[Items pointing to objects in photos]
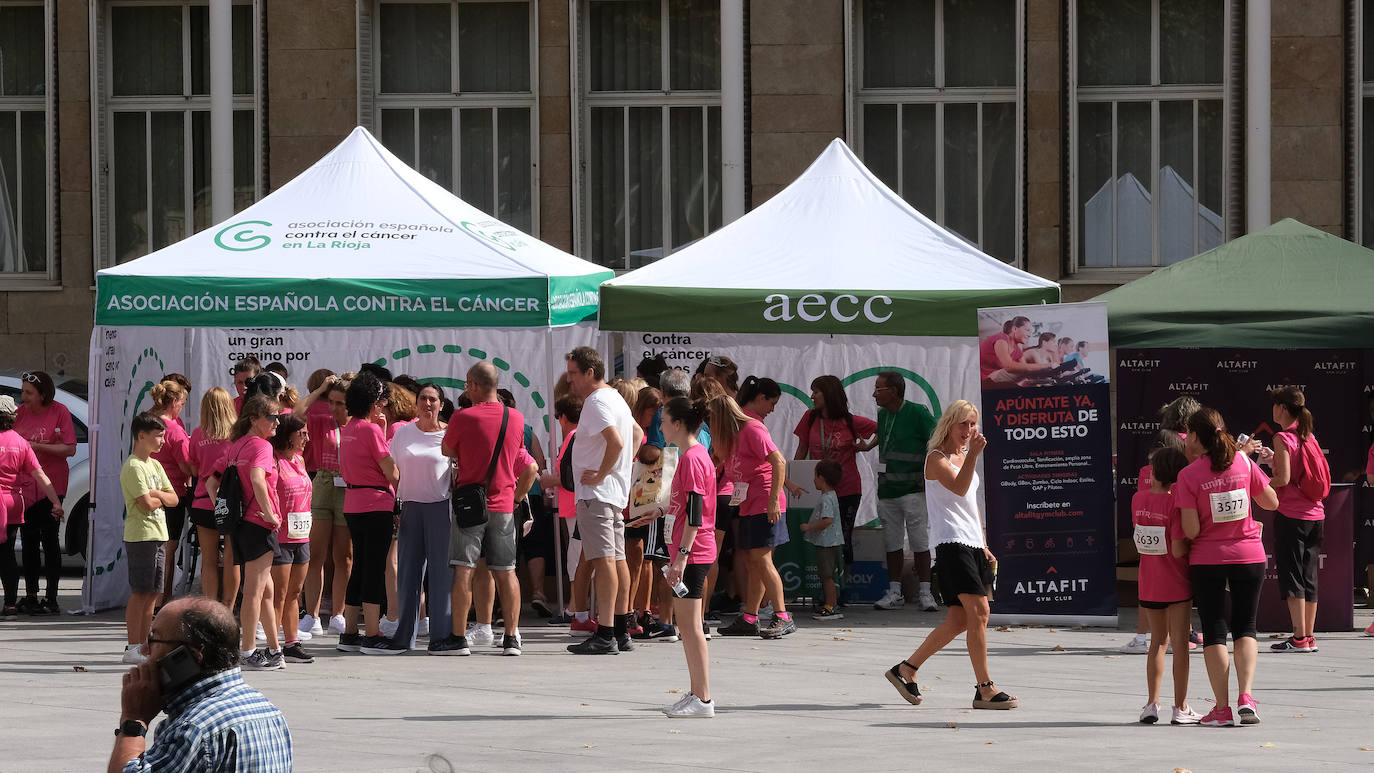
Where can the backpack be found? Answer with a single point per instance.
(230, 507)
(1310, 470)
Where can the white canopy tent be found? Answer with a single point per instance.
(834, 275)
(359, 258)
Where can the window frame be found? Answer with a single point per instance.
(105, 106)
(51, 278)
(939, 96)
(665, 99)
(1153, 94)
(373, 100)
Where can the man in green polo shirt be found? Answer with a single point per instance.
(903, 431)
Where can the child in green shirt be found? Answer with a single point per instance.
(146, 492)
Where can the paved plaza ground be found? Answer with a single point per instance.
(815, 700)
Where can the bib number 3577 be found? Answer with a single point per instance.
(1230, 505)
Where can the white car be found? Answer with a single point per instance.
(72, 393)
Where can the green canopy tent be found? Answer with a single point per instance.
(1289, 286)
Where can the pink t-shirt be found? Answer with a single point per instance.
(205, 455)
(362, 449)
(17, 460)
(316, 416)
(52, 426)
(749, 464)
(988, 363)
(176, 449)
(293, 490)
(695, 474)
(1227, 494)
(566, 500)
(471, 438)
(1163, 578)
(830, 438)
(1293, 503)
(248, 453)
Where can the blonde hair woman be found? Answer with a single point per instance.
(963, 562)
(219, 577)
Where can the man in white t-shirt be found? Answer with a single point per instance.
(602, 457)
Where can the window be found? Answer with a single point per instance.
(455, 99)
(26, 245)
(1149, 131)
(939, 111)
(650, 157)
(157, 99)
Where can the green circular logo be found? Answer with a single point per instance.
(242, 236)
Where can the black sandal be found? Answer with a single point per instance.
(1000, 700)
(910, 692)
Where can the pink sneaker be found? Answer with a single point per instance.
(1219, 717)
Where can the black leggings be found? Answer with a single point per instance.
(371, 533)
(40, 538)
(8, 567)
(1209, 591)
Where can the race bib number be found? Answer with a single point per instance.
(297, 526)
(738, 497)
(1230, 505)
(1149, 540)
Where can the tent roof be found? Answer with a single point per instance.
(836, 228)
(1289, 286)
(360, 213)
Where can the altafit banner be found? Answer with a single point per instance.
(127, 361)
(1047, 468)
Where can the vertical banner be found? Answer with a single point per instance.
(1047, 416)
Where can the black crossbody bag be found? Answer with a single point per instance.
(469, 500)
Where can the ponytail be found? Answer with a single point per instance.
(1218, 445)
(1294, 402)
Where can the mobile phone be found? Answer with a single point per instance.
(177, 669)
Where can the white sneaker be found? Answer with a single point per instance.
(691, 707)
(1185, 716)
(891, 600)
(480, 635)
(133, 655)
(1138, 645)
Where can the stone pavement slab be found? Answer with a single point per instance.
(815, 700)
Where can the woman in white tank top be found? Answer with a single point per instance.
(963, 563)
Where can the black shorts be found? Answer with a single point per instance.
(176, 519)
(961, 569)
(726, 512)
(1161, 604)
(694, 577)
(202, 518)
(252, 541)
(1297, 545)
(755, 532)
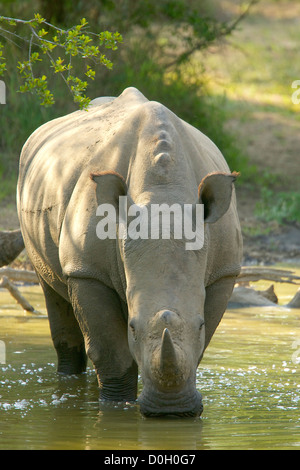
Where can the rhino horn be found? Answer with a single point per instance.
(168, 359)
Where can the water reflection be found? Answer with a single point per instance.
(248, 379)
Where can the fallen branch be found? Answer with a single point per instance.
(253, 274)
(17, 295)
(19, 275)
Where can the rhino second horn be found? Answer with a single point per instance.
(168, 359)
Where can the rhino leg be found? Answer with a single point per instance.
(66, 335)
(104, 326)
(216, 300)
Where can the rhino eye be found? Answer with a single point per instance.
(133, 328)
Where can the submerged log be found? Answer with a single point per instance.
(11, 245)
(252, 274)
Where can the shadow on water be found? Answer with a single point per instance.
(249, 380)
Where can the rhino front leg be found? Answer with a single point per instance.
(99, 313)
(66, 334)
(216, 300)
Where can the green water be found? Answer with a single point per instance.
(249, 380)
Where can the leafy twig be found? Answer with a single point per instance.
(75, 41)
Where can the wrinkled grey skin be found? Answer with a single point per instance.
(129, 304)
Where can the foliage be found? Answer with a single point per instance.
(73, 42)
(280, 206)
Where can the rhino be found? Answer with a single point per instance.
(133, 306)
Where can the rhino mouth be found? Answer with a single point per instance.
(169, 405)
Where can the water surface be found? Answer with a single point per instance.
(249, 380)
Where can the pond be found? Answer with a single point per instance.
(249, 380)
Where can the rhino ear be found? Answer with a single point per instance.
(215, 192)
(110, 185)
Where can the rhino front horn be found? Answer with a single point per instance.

:: GOAL ::
Starting with the line containing "Where can the rhino eye" and going on through the last of the items, rename "rhino" as "rhinoceros" wherever it occurs. Give those lines again with everything else left unchanged.

:: ANSWER FOR THIS EXERCISE ::
Where can the rhinoceros eye be found? Answer with a single point per instance.
(133, 328)
Where can the submerged log be found? Answer with a single point per instance.
(11, 245)
(252, 274)
Where can the shadow on water be found? Answer with a single point per instance.
(249, 380)
Where can the rhinoceros front leg be found? Answer with a single point per instance.
(99, 313)
(66, 334)
(216, 300)
Where can the green water be found? Answer with a single point per instance.
(249, 380)
Where can the leafy twig be found? Answer with a single point per instance.
(75, 41)
Where can the wrinkled grey skin be found? Answer with a single point per instance.
(129, 304)
Where can the foliage be found? Answer with a single point per instance.
(73, 42)
(280, 206)
Where can the rhinoceros be found? Answer with a single point per instance.
(133, 306)
Where can the rhinoceros mouth be found? Answer with a single point per instance.
(169, 405)
Where can the water surface be found? Answer with a single point per instance.
(249, 380)
Where can the pond be found? Answer with a single point per instance.
(249, 380)
Where can the rhinoceros ear be found? Answer with a single point per instance.
(215, 192)
(110, 185)
Where can the rhinoceros front horn be found? Answer with a single point per instance.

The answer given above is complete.